_Potongan Teks_
********

“Syukur kepada Allah
karena karunia-Nya yang tak terkatakan itu.”
(2
Korintus 9:15)
“Aduh, hancur!
Padahal saya sudah mengumpulkan uang susah payah untuk membeli barang ini.”
Saya berkali-kali menyesal seperti itu ketika barang yang saya beli sudah rusak
dan tidak dapat terpakai lagi. Apakah Saudara pernah mengalami kejadian seperti
yang saya alami? Mungkin pernah! Kita menggerutu ataupun menyesal karena apa
yang kita anggap berharga itu rusak. Penyesalan itu seharusnya tidak diucapkan
apabila kita sebenarnya kurang menjaga barang-barang kita dengan baik. Misalnya
saja, karena kecerobohan saya, saya tanpa sengaja menumpahkan air yang saya
minum ke atas salah satu barang elektronik milik saya.
Saudaraku, peristiwa
semacam ini, tidak hanya terjadi pada barang-barang saja. Seringkali, kita
tidak mensyukuri kehadiran orang-orang yang ada di sekeliling kita. Kita sibuk
dengan berbagai kepentingan diri kita sendiri dan melupakan mereka. Apa yang
terjadi kemudian? Akhirnya, kita menyesal saat mereka tidak ada lagi bersama-sama
dengan kita, terlebih ketika mereka meninggal dunia.

********

_Item yang tercantum dalam dataset_
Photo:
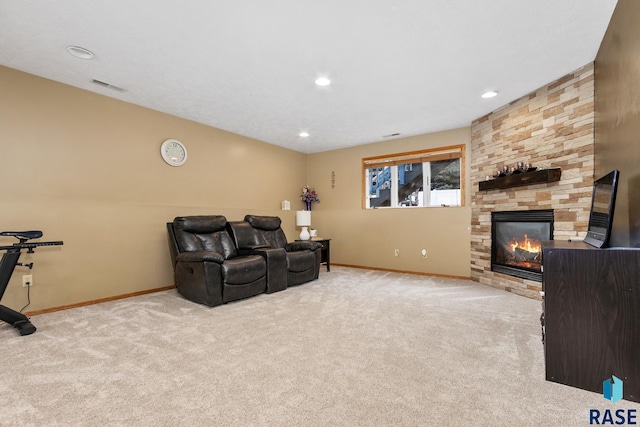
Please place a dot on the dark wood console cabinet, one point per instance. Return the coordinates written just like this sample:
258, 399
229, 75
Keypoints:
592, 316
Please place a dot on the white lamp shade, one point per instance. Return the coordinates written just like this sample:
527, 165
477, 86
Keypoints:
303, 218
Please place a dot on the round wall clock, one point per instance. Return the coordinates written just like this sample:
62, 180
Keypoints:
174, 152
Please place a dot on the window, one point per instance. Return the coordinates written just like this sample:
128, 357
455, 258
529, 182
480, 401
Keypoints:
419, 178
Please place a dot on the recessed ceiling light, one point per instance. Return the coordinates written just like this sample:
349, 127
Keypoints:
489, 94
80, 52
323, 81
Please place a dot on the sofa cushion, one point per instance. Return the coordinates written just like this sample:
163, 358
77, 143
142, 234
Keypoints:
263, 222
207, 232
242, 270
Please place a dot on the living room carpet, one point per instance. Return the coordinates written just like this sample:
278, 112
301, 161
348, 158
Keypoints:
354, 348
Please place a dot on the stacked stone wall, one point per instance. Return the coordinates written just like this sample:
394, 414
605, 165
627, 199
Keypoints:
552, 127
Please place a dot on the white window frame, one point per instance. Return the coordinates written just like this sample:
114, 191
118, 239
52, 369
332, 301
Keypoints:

********

_Soal Latihan_
**1.** Jawablah pertanyaan berikut berdasarkan renungan tentang penyesalan di atas.
(a) Ayat Alkitab mana yang dikutip di awal renungan?
(b) Apa yang tanpa sengaja ditumpahkan penulis ke atas barang elektroniknya, dan karena apa hal itu terjadi?
(c) Kapan kita akhirnya menyesal terhadap orang-orang di sekeliling kita?
**2.** Lanjutkan renungan tentang rasa syukur dan penyesalan di atas, mulai setelah kalimat terakhirnya.

_Kunci Jawaban_
**1.**
(a) 2 Korintus 9:15.
(b) Air yang sedang diminumnya. Hal itu terjadi karena kecerobohan penulis.
(c) Saat mereka tidak ada lagi bersama-sama dengan kita, terlebih ketika mereka meninggal dunia.

**2.**
Lalu, bagaimana
caranya agar penyesalan atas kehilangan itu tidak berlarut-larut dan menjadi
sangat membekas? Caranya adalah dengan bersyukur atas hal-hal yang Tuhan telah
anugerahkan kepada kita, seperti keselamatan, materi, alam semesta, keluarga,
sahabat dan bahkan bersyukur atas kehadiran orang yang mungkin telah menyakiti
kita. Dimensi syukur tidak hanya sebatas kata-kata. Dimensi syukur lebih luas
ketimbang ucapan.
Syukur terwujud dalam
tindakkan nyata yakni menunjukkan sikap bertanggung jawab untuk menjaga dan
merawat setiap hal yang telah Tuhan anugerahkan kepada kita. 2 Korintus 9:15, “Syukur kepada Allah karena karunia-Nya yang tak terkatakan itu.”
Dalam surat 2 Korintus ini, Paulus mengatakan bahwa jemaat Korintus harus
bersyukur kepada Allah karena karunia Allah yang tak terkatakan itu. Mengapa
tak terkatakan? Karena karunia Allah begitu banyak dan tidak terbatas. Dalam
Alkitab Versi Bahasa Indonesia Sehari-hari, frasa ‘tak terkatakan’ ditulis
dengan frasa ‘luar biasa’.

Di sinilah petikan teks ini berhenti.